-- Segmento do documento --
E esses poucos andam escondidos ou preocupados com a crise. Isso explica,
talvez, a desorientação que atravessa os jovens portugueses. Muitos deles
me perguntam porque razão apenas os angolanos são julgados e condenados em
Portugal.
Maria Eugénia Neto é a grande mulher que simboliza a relação profunda entre
Angola e Portugal. Sem ela, essa relação histórica é uma mentira. Pois bem, os
fascistas nunca conseguiram levá-la aos Tribunais Plenários porque ela se
escapou por entre as suas garras. Mas no Portugal de hoje, dominado pela crise
financeira, por elites corruptas e pela perda de valores de toda a natureza,
ela foi julgada no Tribunal Criminal de Lisboa e condenada! Uma obscura juíza
salvou, finalmente, a pátria de Camões!
Como tudo aconteceu? Nos órgãos judiciais portugueses há gente que se move pela
vontade de vingança em relação a Angola. Gente de má consciência produziu um
livro sobre os acontecimentos de 27 de Maio de 1977 que é um insulto à memória
de Neto. A viúva, Maria Eugenia Neto, reagiu à agressão e considerou a autora
do aborto histórico e literário, mentirosa e desonesta. Eu, que acompanhei de
perto todos aqueles acontecimentos, li o livro e achei que a resposta de Maria
Eugénia Neto foi comedida e delicada face a um livro que está cheio de mentiras
deliberadas, manipulações grosseiras, omissões graves e deturpações
fraudulentas. Para atingir o objectivo pretendido, os autores recorrem a tantas
armadilhas “metodológicas” que se torna difícil aceitar o livro como sendo
escrito por uma historiadora. No fundo, a obra é um tributo notável à
desonestidade intelectual, à aldrabice, ao ressentimento, ao ódio contra Angola
e à lavagem histórica de figuras, como Monstro Imortal, Nito Alves, Cita Vales
e Zé Van-Dúnem, responsáveis pela desgraça que bateu à porta de muitas famílias
angolanas e portuguesas . A juíza disse, na sentença, que na audiência não se
julgou o livro nem os factos históricos ali tratados com desonestidade e
mentira. Então, o que se julgou?

-- A sua tarefa --
Com base no texto sobre Maria Eugénia Neto, explique por que motivo o autor achou comedida e delicada a resposta dela ao livro sobre o 27 de Maio de 1977. Responda em uma a três frases.

-- Excertos de registos --

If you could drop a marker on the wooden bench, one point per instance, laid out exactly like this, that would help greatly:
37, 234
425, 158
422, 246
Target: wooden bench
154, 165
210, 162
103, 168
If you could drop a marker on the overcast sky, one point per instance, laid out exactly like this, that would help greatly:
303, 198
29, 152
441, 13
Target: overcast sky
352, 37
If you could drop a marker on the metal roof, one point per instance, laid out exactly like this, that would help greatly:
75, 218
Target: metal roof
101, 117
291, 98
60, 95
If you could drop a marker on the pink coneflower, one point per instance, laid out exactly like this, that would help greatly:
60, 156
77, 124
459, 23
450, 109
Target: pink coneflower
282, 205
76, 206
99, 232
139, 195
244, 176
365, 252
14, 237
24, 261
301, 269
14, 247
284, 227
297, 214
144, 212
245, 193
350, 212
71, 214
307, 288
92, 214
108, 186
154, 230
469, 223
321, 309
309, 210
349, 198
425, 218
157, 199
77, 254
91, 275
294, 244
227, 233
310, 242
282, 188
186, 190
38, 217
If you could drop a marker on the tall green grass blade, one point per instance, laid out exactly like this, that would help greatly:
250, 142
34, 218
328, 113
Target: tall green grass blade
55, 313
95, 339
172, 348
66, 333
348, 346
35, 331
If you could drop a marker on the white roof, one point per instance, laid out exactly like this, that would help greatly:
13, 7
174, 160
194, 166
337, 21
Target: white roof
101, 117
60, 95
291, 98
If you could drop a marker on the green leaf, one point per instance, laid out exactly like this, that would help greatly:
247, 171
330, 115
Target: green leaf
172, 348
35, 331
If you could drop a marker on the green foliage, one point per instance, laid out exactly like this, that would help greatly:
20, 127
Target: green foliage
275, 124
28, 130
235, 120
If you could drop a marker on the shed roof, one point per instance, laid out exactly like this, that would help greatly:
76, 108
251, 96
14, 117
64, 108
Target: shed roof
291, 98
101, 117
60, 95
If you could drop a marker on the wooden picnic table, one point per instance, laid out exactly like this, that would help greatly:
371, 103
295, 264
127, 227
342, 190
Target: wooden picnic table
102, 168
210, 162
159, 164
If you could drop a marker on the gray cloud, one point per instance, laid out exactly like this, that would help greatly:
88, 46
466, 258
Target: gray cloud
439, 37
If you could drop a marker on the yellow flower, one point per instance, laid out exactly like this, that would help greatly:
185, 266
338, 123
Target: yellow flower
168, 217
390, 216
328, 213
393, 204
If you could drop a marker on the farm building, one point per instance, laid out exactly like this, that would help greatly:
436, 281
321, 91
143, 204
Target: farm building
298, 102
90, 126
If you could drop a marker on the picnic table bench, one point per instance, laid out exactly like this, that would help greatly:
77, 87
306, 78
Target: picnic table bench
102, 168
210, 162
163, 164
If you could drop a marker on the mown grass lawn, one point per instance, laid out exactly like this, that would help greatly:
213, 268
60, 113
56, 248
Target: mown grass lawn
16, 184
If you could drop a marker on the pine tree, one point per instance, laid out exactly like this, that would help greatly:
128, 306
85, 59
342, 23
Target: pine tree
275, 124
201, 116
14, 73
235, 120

-- Em resposta --
O autor achou a resposta comedida e delicada porque, na sua avaliação, o livro está cheio de mentiras deliberadas, manipulações grosseiras, omissões graves e deturpações fraudulentas. Ele chega a essa avaliação depois de ter lido o livro e de ter acompanhado de perto aqueles acontecimentos.